:: Records supplied ::

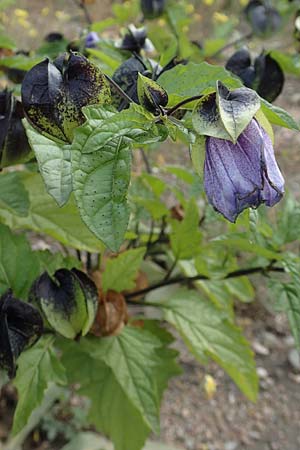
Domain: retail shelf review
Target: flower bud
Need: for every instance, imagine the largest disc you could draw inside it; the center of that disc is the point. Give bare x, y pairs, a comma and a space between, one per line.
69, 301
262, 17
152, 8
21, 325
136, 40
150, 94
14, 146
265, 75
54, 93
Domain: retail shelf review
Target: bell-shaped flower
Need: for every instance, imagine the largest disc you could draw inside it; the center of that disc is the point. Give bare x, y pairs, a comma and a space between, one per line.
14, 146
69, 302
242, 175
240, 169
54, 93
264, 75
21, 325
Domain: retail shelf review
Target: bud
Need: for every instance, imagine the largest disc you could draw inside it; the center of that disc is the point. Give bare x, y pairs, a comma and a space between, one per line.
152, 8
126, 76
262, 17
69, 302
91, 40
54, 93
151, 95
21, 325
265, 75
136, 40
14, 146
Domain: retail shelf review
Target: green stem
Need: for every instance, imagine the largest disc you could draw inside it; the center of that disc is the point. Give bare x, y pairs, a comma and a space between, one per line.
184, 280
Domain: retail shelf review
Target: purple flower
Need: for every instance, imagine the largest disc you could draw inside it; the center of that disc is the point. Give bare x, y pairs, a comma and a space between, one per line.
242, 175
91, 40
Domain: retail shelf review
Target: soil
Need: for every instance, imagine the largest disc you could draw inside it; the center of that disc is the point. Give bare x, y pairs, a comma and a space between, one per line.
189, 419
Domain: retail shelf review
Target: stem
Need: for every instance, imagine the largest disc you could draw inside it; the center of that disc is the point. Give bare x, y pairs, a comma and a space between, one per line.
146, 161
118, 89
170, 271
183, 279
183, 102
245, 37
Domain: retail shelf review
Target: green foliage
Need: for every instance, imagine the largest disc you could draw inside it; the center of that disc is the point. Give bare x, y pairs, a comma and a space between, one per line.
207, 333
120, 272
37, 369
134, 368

:::

(What this task involves)
Each record above should be copied character for character, with pictures dropped.

(Solution to this exercise)
Domain: retail shelf review
Target: flower bud
Need: for every instance, imagine the largest disc you could draw inside it; the center of that disc is the point. Give bare x, y pairs, a comma and a space between, one per line.
69, 301
262, 17
152, 8
21, 325
136, 40
150, 94
14, 146
265, 75
54, 93
Domain: retail shelf review
Target: bell-shaped flower
Need: for every instance, imagine the largest disc you could draw inside it; the center of that disc is the point. Give bare x, y pairs, a comma and a space between, one per line.
14, 146
69, 302
242, 175
240, 169
54, 93
264, 75
21, 325
Domain: retail shelf review
Target: bud
Need: for every instance, imagine the largest disc you could draw inside it; the center of that disc is the point. Give bare x, y pairs, a comma and a space between, one per line.
152, 8
126, 76
262, 17
69, 302
91, 40
54, 93
151, 95
21, 325
265, 75
136, 40
14, 146
Domain: retail shelf review
Target: green stem
Need: for every instance, imagine the largest disc you could draw inside it; the center of that disc is the point. Give bare x, y pairs, a comma and a space between, one per line.
184, 280
Domain: retail shelf review
Target: purple flower
Need: for every instance, imagine the largest disc you could draw inside it; the center of that disc is the point. Give bare x, y pairs, a comma and a space between, one per line.
242, 175
91, 40
Domain: retail shelf review
Target: soil
Need: for every instance, imagine the largest disc you could draw inside it; the center of that disc is the point. Give bare x, y pairs, a comma and a space between, one per line.
189, 419
Domain: retail shelf review
Target: stem
Need: for every instance, imagine the largest disc you could draw inside it; the center of that disc is the point. Give bare x, y pairs, a comma and a space between, one per line.
146, 161
118, 89
170, 271
183, 279
183, 102
245, 37
Domain: retail shelf review
Target: green foliage
Need: for every instance, imagine the largest disc you could draw inside it; the center of that disc is the point. Give bare x, y pairs, a comma and a space between, one per line.
207, 333
120, 272
37, 369
134, 368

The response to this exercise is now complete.